— Begin Supplied text —

Am I a Trader?

Trader's Office
For IRS tax purposes a Trader might operate as a “trade or business” if the intent is to profit from market price swings as the primary source of income for the year. With this as the intent, then once the taxpayer’s activity rises to a sufficient level it may be taxed under trader status rather than, by default, as an investor (investor status).

For the trade or business to gain Securities Trader Status or Financial Instruments Trader Status or Commodities Trader Status with the IRS it might buy and sell Stocks, Stock options, Bonds, Futures, Commodities, E-mini’s, QQQQ options, §1256 contracts, foreign currency contracts and so on.

Generally speaking to have Trader Status your frequent trading activity must be substantial and you must carry on the activity with continuity and regularity.

Per an IRS audit/examination guide, you must not have any interest in “capital appreciation” or even in “conservation of capital.” While it is true that generally a knowledgeable business person should probably have money management as a major concern, it is a fact that IRS agents have these instructions in their audit guides.

Avoid tax return preparation “errors” that the IRS is wise to. Some preparation firms make extra money handling the IRS inquiries and examinations resulting from such “unintentional” oversights. We feel that it is best to do it right the first time and avoid questions from the IRS.



As a very general and over-simplified “set of rules” for a newbie to start with and gain a relative understanding applicable to your IRS taxes:

  1. Without having BOTH Trader Status & M2M (Mark-to-Market) your overall net Securities Trading losses are limited to a deduction of $3,000, per year.

  2. Forex and Futures (including Options on futures, Commodities and many Index trading instruments) have different tax rules.

  3. To use (to have) M2M for your Securities Trading you MUST have Trader Status and you MUST have made a timely, written, automatically approved M2M election and in some cases, also filed an IRS Form 3115 in duplicate.

  4. Generally, to have Trader Status you SHOULD absolutely trade:     actively.     frequently.     with continuity (meaning have relatively few periods of inactivity).    and be using a reasonably substantial amount of liquid assets.

  5. Furthermore, you are BETTER OFF with:    no interest income.     no dividend income.    more margin interest.    shorter holding periods.    fewer long-term holding periods.     few, if any, investments or other sources of income (such as long-term stock holdings, family business S-corp or LLC, W-2 wages, 1099-NEC self-employment income, rental property, trust-fund baby income, etc).


 


Beware of these common misconceptions:
Please note that obtaining “trader status” alone results in no change from the norm for reporting your gains and losses – which is to say, they remain being taxed under a Schedule D and Form 8949 “realization method” for capital gains and losses. If you wish to obtain Form 4797 ordinary gains and losses tax treatment you must further elect “mark-to-market” under stringent rules (see Rev. Proc. 99-17). And if you wish the later change back to a realization method, there are additional stringent rules (see Rev. Proc. 2015-14) to be followed right down to the nth degree.

— End Supplied text —
— Begin Extracted material —

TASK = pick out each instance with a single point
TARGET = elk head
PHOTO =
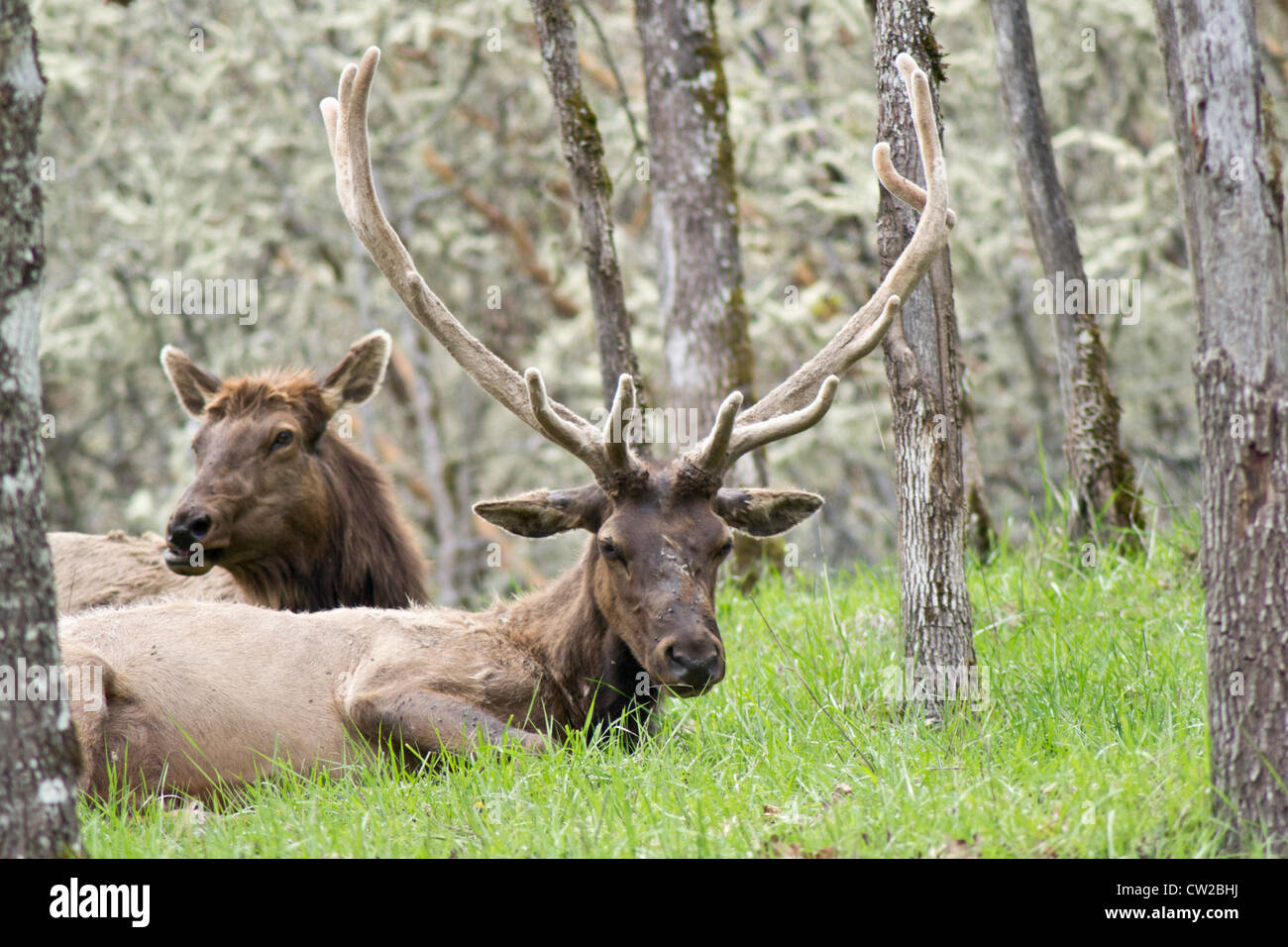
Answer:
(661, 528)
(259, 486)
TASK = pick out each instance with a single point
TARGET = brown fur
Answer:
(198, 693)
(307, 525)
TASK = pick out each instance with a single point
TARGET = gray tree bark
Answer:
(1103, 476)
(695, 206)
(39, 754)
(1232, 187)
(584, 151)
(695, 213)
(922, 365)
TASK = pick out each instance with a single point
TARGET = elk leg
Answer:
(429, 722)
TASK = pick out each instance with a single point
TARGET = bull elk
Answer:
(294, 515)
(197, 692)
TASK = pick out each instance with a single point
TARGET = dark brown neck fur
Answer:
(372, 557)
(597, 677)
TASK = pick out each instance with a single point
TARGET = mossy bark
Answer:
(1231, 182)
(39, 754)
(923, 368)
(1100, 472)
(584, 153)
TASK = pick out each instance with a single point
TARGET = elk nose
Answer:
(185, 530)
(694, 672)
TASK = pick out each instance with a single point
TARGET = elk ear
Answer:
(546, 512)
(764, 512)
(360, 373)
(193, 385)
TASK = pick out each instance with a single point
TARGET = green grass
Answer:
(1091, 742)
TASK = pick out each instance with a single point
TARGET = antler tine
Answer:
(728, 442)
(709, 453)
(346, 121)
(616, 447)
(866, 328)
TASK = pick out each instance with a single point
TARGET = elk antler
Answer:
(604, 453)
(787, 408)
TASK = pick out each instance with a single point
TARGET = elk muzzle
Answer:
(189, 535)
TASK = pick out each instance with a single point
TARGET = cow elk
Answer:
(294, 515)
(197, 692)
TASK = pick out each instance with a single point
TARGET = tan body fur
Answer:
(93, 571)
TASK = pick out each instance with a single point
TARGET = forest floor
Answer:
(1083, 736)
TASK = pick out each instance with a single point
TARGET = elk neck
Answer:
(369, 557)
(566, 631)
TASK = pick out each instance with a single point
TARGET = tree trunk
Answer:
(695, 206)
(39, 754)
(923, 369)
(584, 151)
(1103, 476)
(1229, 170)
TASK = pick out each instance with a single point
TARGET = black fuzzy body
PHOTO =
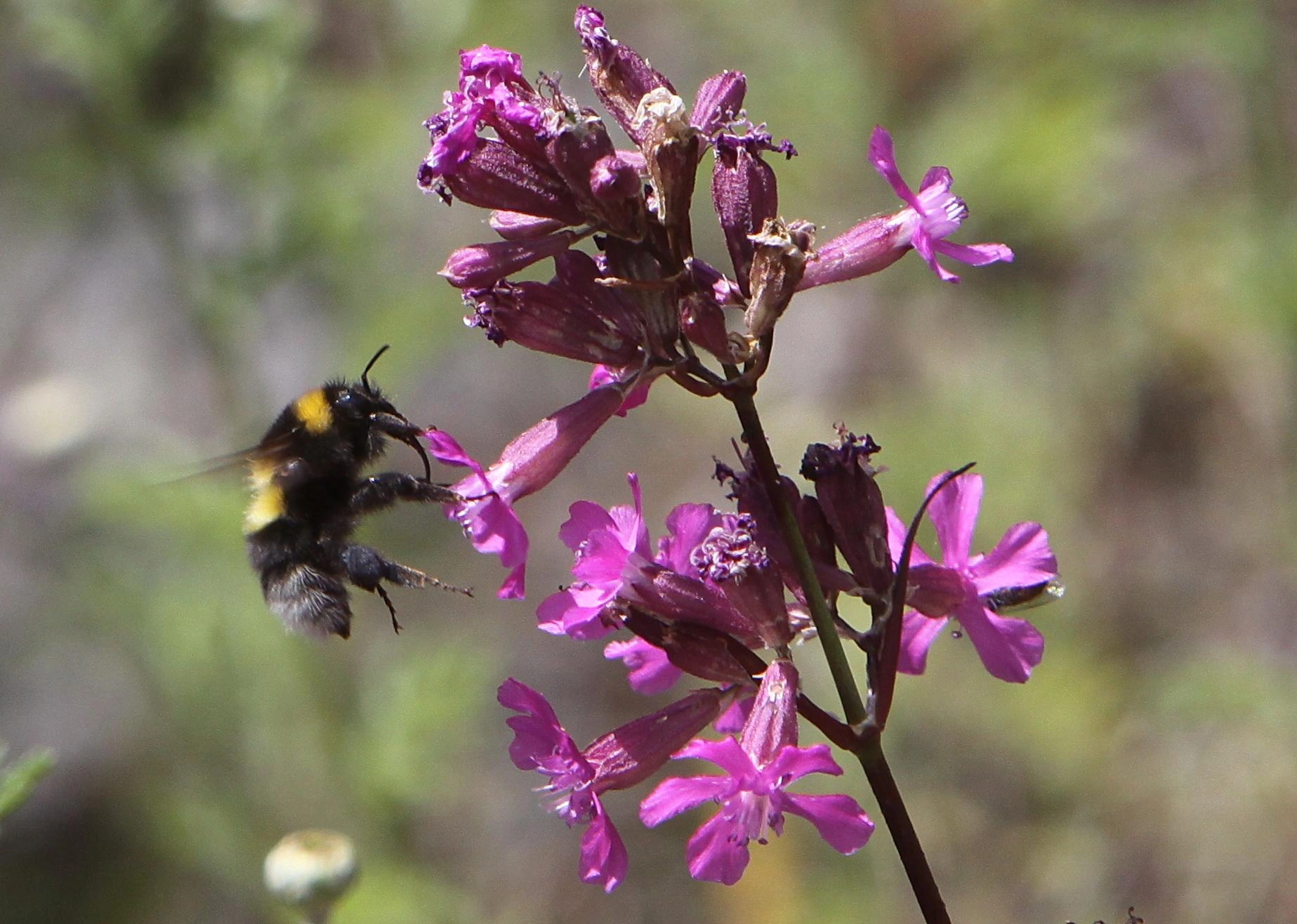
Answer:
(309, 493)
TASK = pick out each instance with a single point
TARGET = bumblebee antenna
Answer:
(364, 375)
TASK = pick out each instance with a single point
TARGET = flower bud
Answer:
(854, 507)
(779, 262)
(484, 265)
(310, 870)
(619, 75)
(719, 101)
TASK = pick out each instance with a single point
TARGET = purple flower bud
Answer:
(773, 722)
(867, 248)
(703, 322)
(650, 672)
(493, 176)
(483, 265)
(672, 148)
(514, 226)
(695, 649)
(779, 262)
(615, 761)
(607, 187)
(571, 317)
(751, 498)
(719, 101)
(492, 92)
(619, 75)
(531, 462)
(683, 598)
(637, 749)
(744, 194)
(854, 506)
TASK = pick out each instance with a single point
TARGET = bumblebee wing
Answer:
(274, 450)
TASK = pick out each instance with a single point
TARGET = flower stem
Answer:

— End Extracted material —

What to do:
#1 On the trader status page, reproduce the passage between "3. To use (to" and "baby income, etc).", inclusive.
#2 Answer these from the trader status page:
(a) Without both Trader Status and M2M, what is the yearly limit on deducting overall net Securities Trading losses?
(b) Which Rev. Proc. does the page cite for the rules on electing mark-to-market?
(c) Which form gives ordinary gains and losses tax treatment?
#3 According to the trader status page, why doesn't obtaining trader status by itself change how gains and losses are reported?

Outputs for the tasks:
#1
3. To use (to have) M2M for your Securities Trading you MUST have Trader Status and you MUST have made a timely, written, automatically approved M2M election and in some cases, also filed an IRS Form 3115 in duplicate.

  4. Generally, to have Trader Status you SHOULD absolutely trade:     actively.     frequently.     with continuity (meaning have relatively few periods of inactivity).    and be using a reasonably substantial amount of liquid assets.

  5. Furthermore, you are BETTER OFF with:    no interest income.     no dividend income.    more margin interest.    shorter holding periods.    fewer long-term holding periods.     few, if any, investments or other sources of income (such as long-term stock holdings, family business S-corp or LLC, W-2 wages, 1099-NEC self-employment income, rental property, trust-fund baby income, etc).

#2
(a) $3,000 per year.
(b) Rev. Proc. 99-17.
(c) Form 4797.

#3 With trader status alone, gains and losses are still taxed under the Schedule D and Form 8949 "realization method" for capital gains and losses. To get Form 4797 ordinary gains and losses treatment, the taxpayer must also elect mark-to-market under stringent rules.